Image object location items
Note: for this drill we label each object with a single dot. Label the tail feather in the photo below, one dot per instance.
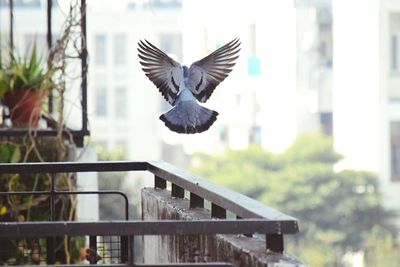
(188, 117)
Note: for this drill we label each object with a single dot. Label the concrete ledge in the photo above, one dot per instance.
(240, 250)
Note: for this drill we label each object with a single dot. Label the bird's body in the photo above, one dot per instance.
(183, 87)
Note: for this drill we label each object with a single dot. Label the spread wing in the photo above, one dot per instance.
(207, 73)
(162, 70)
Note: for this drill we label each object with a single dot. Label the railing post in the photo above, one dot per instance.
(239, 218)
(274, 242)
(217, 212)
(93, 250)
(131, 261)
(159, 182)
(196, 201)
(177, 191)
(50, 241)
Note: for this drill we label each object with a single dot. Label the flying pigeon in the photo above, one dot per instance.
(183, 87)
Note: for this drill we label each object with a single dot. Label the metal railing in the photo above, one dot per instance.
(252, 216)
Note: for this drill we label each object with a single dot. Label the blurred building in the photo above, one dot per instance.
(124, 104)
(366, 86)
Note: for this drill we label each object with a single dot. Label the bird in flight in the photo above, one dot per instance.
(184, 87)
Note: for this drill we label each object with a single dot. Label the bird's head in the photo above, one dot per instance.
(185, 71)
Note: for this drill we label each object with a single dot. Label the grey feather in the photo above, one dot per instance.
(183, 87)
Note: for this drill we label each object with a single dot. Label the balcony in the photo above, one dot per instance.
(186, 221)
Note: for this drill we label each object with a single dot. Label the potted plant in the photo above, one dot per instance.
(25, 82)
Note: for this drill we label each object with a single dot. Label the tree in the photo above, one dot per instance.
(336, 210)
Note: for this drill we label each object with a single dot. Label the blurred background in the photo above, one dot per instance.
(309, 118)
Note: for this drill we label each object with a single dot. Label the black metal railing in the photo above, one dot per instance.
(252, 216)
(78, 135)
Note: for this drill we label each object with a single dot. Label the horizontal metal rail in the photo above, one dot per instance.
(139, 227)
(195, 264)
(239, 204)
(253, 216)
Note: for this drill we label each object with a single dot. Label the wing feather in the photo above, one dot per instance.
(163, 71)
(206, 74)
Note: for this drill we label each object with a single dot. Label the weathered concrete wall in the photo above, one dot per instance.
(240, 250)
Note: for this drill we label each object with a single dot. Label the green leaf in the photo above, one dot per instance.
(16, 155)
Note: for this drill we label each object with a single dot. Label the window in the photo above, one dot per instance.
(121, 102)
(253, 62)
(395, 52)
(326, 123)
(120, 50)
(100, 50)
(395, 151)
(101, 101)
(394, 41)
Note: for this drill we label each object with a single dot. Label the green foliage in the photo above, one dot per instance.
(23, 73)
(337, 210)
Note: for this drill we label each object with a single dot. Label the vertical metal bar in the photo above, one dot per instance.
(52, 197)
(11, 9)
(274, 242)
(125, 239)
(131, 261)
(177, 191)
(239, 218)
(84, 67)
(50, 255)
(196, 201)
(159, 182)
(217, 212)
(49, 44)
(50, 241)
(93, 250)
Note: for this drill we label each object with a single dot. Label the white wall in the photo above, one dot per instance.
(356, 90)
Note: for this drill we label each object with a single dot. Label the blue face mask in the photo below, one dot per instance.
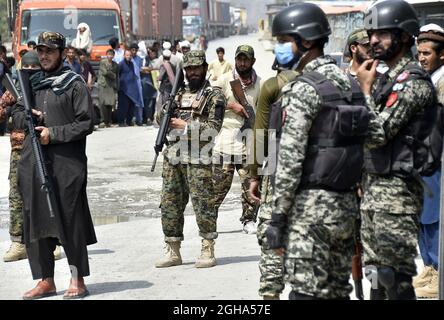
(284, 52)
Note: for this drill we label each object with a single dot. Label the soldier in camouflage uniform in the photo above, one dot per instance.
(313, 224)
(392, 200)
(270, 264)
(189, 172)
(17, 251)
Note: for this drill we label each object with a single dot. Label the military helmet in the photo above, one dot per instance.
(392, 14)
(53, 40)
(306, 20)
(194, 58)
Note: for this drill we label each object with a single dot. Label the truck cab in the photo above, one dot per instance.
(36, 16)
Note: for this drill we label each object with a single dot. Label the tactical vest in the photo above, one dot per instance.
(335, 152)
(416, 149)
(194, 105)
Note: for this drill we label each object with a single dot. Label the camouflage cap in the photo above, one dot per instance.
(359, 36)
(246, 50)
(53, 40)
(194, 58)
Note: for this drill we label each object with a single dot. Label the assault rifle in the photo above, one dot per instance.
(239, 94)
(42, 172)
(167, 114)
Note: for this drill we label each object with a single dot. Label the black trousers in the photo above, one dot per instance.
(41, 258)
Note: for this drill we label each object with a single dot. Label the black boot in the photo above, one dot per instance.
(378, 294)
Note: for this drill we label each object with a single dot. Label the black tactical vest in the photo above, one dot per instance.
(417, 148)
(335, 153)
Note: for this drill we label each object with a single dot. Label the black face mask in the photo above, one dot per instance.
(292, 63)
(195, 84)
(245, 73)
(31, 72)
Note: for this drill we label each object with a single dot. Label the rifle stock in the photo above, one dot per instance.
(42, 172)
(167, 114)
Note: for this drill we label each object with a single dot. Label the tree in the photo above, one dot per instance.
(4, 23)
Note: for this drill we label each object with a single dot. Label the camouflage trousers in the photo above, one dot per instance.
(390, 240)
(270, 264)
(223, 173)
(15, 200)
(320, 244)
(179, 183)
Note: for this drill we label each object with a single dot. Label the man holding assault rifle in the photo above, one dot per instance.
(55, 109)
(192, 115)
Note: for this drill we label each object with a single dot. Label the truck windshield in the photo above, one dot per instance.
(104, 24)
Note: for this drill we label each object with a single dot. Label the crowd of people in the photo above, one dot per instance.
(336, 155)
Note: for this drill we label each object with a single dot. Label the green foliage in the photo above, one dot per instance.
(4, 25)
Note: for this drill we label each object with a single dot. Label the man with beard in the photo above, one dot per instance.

What you need to do
Please copy every item above word for word, leaving out the pictures.

Complete answer
Note: for this drill we label each object with a single dot. Label the tail feather in the photo below, one dot per instance.
(188, 117)
Note: for this drill we label each object with a single dot. Label the concrete ledge in the photo above, one dot per instance.
(240, 250)
Note: for this drill we label each object with a single dot. Label the bird's body in the photo above, one dot per instance.
(183, 87)
Note: for this drill we label each object with a single dot. Label the spread wing in the photo above, one dot per instance.
(207, 73)
(162, 70)
Note: for this drill we label each object with a single dot. Label the railing post in the photo above, one dot per instance.
(239, 218)
(274, 242)
(217, 212)
(93, 250)
(131, 261)
(159, 182)
(196, 201)
(177, 191)
(50, 241)
Note: for this drill we label each object with a single dot. Label the flying pigeon in the photo above, one dot per instance.
(183, 87)
Note: for this drill we label each object with a single dot. Label the metal railing in the photo above, one dot per instance.
(252, 216)
Note: for this drill we label each object with a single dot. Label the blurred building in the photo above, one dot per instance.
(124, 104)
(366, 86)
Note: for this drill we label each object with a single dot. Label the bird in flight in the photo above, one dot per instance.
(184, 87)
Note: for this drill we label each object with a single dot. Label the bird's head in the photo above, one dot per instance.
(185, 71)
Note: for this drill we label each object with a single dot. Label the grey feather in the photo above, one dot per instance.
(183, 87)
Note: for this drill we label each object with a single dot. Label the balcony in the photo above, one dot per instance.
(186, 221)
Note: for this drill we label each object with a single dot. Label the potted plant in the photo above, one dot per instance.
(25, 82)
Note: for this drill we label each object with a single dot. Label the tree in the photo above, one dot per instance.
(336, 210)
Note: for this drill we label each object with a single dot. Label the blurred background in the photo above, one dot per instance.
(309, 118)
Note: for this drill we label each object with a single dot. Label the black metal railing in the photo above, one dot per instance.
(252, 216)
(78, 135)
Note: for this drill we label each object with a single dot. Label the horizontal metal rail in the photo above, one dot per instance.
(139, 227)
(195, 264)
(239, 204)
(253, 216)
Note: for this drill we label each object with a single dot. Label the wing feather in the photo above, one dot per instance.
(163, 71)
(206, 74)
Note: for this drill we label each object with a single dot. Label the weathered concrete wall in the photo above, one dot per instance.
(240, 250)
Note: for this drill we label each object with a single dot. Label the green leaf in the photo above, one dot per instance.
(16, 155)
Note: for this drill we label each object with a single dot. Label the window in the photo above, one dot per instance.
(121, 102)
(253, 62)
(395, 52)
(326, 123)
(120, 50)
(100, 50)
(395, 151)
(101, 101)
(394, 41)
Note: for this drill we label each object with a single dot. Label the green foliage in the photo above, one dot per instance.
(23, 73)
(337, 210)
Note: for this drill we label each object with a single dot. Label the vertical metal bar in the photo above, one dot per instance.
(52, 197)
(11, 9)
(274, 242)
(125, 239)
(131, 261)
(177, 191)
(239, 218)
(84, 67)
(50, 255)
(196, 201)
(159, 182)
(217, 212)
(49, 44)
(50, 241)
(93, 250)
Note: for this drill we label each object with a single dot. Label the white wall in the photo above, one dot per instance.
(356, 90)
Note: for this drill we label each object with a single dot. Label the blue face mask in the photo below, one dot per instance.
(284, 52)
Note: for this drill we label each object with a single dot. Label the soldier in camouflage uniform in the photo above, one dot per instance.
(313, 224)
(392, 200)
(270, 264)
(189, 172)
(17, 251)
Note: for this drill we label each object with a single dot. Label the military helmet in the photo above, one dot per instance.
(392, 14)
(53, 40)
(306, 20)
(194, 58)
Note: for this drill we label each object with a single dot. Label the truck cab in the photo above, one dot per instance.
(36, 16)
Note: for this drill we label each object with a single dot. Label the tactical vest in the photo above, one dot per instance.
(335, 152)
(416, 149)
(194, 105)
Note: for this drill we label each object with a single dot. Label the camouflage cap in the photo above, one dot per instance.
(359, 36)
(246, 50)
(53, 40)
(194, 58)
Note: for this drill we label each object with a single dot. Label the assault rifle in the photo above, one dot per instance.
(239, 94)
(42, 172)
(167, 114)
Note: for this drill we label each object with a single dot. Label the black trousers in the photo above, one dot per instance.
(41, 258)
Note: for this drill we label each object with a single dot. Label the black boot in the photo above, one dot per instance.
(378, 294)
Note: for this drill we label each object with a single dot. Label the black tactical vest in the photo above, one dot per instance.
(417, 148)
(335, 153)
Note: for this drill we label each object with a single dot. Label the black face mask in the photo above, one dot per instance.
(292, 63)
(195, 84)
(245, 73)
(31, 72)
Note: for this drill we label each object with a single dot. Label the rifle stock in the photo above, one dot per instance.
(42, 172)
(167, 114)
Note: for this drill we label each object with a single dot. Label the tree in the photo above, one dot per instance.
(4, 23)
Note: for this drill we label each object with a single dot. Label the camouflage trousers in the photo above, one dot per instance.
(390, 240)
(270, 264)
(223, 173)
(15, 200)
(320, 244)
(179, 183)
Note: for this drill we label each object with a single dot. Label the man holding assault rifle in the photo above, one dot per instance.
(55, 109)
(192, 115)
Note: for this drill we label each object with a single dot. Label the truck windshield in the photo above, one dot per instance.
(104, 24)
Note: for this drill we label each object with a single dot. Label the crowd of people in the photo above, one dot per instance.
(336, 155)
Note: for this drill we label each object with a single dot. Label the green foliage in the photo above, one dot per instance.
(4, 25)
Note: for this drill we label each object with a single dot. Label the man with beard in the photo above, one dot per instance.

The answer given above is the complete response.